◆ **Instruction 1**
Please write out the rows below again, starting at the line that contains "of the rink" and ending at the end of the rows, with every answer coordinate shifted by -112. Keep the request and its sample points unchanged.

◆ **Excerpted text**
::::

In various implementations, the nanoparticles in the first treatment fluid are effective in modifying the wettability of the rock surface and improving the fluid-rock interaction. The nanoparticles can include but are not limited to titanium oxide (TiO2), zinc oxide (ZnO), aluminum oxide (Al2O3), cerium oxide (CeO2), iron oxide (Fe2O3), silver oxide (AgO), magnesium oxide (MgO), nickel oxide (NiO), zirconium oxide (ZrO), or cadmium oxide (CdO). In some implementations, the nanoparticles include silica particles. The surface of the nanoparticles can be modified to improve the effect as an additive, e.g., by chemically grafting organic moieties or applying a polymeric coating.
The nanoparticles can be about 100 nm or less in diameter. In various implementations, smaller nanoparticles can be preferred so that they can enter small pore spaces during the hydraulic fracturing process. In some implementations, the nanoparticles can be between about 10 nm and about 50 nm in diameter.
In some embodiments, the first treatment fluid contains about 0.01 wt % to about 20.0 wt % nanoparticles. For example, the concentration of the nanoparticles can be between about 0.05 wt % to about 15.0 wt %, or about 0.1 wt % to about 10.0 wt %. The first treatment can also contain other additives such as friction reducers, biocides, scale inhibitors, and proppant particles.

::::

◆ **Dataset records**
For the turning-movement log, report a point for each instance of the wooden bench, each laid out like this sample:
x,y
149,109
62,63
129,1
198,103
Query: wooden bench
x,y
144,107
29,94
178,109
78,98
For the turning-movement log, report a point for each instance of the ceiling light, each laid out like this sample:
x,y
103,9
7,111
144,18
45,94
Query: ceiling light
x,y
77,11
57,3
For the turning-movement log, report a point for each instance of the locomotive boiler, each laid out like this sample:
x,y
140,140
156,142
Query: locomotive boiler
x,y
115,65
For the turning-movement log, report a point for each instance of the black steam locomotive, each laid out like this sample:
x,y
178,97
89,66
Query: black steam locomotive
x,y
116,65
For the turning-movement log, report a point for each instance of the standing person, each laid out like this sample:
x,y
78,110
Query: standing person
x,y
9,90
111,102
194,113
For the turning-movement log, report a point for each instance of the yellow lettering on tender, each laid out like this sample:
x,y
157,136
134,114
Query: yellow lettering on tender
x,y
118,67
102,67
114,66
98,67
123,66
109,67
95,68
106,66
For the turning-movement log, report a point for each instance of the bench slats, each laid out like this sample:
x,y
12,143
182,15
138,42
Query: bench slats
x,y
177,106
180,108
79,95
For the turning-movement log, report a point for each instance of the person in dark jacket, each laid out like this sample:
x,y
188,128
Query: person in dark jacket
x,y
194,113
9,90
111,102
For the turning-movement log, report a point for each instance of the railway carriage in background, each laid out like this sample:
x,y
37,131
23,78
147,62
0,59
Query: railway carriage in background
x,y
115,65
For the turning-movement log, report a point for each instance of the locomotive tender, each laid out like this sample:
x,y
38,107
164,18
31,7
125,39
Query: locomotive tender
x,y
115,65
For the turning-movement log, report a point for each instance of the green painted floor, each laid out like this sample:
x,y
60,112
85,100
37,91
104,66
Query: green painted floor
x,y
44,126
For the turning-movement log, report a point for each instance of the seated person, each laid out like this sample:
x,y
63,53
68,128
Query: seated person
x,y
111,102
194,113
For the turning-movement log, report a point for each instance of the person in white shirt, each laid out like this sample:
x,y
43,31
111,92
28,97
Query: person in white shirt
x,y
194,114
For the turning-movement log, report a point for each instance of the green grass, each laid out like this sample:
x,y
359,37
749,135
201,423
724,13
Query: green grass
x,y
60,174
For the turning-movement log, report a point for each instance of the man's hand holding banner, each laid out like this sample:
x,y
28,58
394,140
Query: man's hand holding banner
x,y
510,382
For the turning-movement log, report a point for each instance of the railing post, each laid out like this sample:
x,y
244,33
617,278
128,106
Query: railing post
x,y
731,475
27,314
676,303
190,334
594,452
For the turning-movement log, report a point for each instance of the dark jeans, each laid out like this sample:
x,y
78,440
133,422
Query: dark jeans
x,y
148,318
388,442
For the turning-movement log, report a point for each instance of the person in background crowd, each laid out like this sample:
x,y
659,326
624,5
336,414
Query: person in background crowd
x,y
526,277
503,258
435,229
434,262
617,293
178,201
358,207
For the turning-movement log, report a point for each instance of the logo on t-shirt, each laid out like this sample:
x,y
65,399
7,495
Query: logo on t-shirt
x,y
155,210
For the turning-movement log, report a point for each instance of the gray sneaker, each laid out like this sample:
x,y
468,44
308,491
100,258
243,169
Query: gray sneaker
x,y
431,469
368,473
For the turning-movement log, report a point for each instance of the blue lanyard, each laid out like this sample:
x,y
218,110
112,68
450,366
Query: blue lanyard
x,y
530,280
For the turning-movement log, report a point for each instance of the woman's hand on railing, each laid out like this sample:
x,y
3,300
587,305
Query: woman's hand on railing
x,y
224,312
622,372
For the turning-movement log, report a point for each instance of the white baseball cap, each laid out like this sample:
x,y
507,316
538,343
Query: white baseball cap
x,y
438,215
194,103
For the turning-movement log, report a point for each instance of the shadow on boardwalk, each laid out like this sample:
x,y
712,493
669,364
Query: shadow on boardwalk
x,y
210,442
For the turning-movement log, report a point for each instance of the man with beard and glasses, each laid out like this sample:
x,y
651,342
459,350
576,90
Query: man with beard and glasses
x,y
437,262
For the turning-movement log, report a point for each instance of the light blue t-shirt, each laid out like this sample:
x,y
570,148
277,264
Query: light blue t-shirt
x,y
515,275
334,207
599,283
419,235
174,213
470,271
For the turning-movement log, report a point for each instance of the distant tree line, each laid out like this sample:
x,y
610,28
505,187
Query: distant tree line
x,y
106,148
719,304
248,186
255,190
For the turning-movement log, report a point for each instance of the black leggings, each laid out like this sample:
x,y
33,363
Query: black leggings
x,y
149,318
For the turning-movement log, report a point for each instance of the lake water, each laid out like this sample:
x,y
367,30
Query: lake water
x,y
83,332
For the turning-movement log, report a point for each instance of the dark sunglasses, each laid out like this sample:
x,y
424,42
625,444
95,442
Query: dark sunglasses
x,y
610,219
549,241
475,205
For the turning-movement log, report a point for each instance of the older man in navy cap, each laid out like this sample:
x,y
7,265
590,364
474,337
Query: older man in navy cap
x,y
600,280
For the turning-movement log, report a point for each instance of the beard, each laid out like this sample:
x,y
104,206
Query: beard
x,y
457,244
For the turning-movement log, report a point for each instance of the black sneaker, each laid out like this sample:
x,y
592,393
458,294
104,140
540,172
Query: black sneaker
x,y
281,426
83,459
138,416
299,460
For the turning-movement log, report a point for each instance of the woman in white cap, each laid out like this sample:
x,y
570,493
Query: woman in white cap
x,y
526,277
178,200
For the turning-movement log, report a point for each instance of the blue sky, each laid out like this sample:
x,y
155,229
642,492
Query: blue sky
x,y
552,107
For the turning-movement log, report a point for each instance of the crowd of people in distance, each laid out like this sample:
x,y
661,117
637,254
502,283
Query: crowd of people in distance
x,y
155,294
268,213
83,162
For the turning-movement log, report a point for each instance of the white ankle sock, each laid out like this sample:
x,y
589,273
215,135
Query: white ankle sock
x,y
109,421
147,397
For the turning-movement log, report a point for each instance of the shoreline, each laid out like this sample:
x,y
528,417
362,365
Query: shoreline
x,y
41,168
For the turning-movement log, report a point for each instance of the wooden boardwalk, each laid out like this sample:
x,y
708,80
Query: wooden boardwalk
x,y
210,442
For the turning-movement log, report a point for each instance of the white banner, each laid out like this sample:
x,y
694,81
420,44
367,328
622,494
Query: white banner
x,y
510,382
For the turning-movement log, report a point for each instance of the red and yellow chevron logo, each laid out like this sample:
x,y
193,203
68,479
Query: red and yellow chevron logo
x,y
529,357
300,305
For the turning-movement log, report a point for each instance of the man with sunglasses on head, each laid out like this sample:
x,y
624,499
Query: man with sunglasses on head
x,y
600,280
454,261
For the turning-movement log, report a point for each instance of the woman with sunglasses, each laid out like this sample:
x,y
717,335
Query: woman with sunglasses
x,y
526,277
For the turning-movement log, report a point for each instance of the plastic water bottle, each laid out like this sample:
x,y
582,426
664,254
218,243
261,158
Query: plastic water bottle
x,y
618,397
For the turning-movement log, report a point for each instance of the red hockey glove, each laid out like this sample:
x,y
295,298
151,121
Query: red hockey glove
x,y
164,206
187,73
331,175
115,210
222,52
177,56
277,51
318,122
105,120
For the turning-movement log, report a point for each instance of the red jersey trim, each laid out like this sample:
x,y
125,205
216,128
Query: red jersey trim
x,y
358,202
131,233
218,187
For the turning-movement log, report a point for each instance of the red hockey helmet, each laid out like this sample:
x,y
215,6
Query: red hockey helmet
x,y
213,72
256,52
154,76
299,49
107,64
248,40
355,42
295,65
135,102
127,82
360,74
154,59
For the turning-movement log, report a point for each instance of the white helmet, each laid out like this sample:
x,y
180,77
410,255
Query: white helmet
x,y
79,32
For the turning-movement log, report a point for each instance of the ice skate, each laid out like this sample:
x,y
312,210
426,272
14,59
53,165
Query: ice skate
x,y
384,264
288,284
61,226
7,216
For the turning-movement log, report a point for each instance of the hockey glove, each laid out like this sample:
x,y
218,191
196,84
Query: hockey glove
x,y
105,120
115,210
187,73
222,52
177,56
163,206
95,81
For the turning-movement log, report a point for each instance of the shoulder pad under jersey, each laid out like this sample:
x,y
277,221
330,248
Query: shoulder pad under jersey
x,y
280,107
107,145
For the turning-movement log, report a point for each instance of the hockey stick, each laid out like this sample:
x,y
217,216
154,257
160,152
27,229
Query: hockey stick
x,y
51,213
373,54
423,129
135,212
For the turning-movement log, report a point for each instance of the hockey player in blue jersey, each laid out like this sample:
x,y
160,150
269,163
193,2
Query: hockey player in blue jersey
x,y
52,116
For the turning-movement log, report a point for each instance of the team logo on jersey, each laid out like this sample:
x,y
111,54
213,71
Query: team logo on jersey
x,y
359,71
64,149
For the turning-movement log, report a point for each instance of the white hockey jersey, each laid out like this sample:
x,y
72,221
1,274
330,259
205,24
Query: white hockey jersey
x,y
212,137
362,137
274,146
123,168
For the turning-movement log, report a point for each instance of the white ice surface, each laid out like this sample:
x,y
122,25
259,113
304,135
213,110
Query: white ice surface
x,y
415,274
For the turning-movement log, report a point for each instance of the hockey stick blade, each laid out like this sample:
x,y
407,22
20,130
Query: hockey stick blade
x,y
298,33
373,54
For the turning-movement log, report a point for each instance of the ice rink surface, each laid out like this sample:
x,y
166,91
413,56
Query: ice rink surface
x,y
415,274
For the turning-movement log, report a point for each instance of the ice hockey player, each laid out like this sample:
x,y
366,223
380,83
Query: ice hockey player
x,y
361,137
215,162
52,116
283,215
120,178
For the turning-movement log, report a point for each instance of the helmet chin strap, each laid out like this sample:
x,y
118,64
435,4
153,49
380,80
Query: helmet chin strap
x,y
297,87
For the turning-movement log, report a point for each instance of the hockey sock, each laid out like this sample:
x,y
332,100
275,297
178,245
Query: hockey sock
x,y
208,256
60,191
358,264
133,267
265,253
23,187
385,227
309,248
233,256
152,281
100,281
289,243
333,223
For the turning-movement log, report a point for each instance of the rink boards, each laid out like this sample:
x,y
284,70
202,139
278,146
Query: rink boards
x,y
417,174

::::

◆ **Instruction 2**
In some implementations, what diameter range does the nanoparticle text give for the nanoparticles?

◆ **Solution 1**
For the turning-movement log, report a point for each instance of the rink boards, each laid out like this sample:
x,y
284,70
202,139
278,146
Query: rink boards
x,y
305,62

◆ **Solution 2**
Between about 10 nm and about 50 nm.